§ What you should do
Show every line of the items that contains the string "left".
* begin Data supplied *
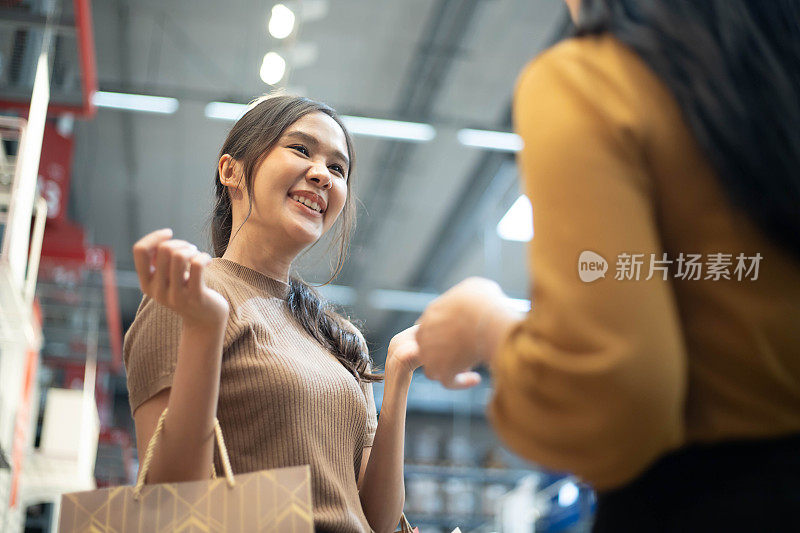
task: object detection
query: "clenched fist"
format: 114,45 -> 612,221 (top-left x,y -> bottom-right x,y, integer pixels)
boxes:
133,229 -> 228,327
* end Data supplied *
§ Completed exercise
format: 114,45 -> 612,221 (top-left x,y -> bottom-right x,y, integer pixels)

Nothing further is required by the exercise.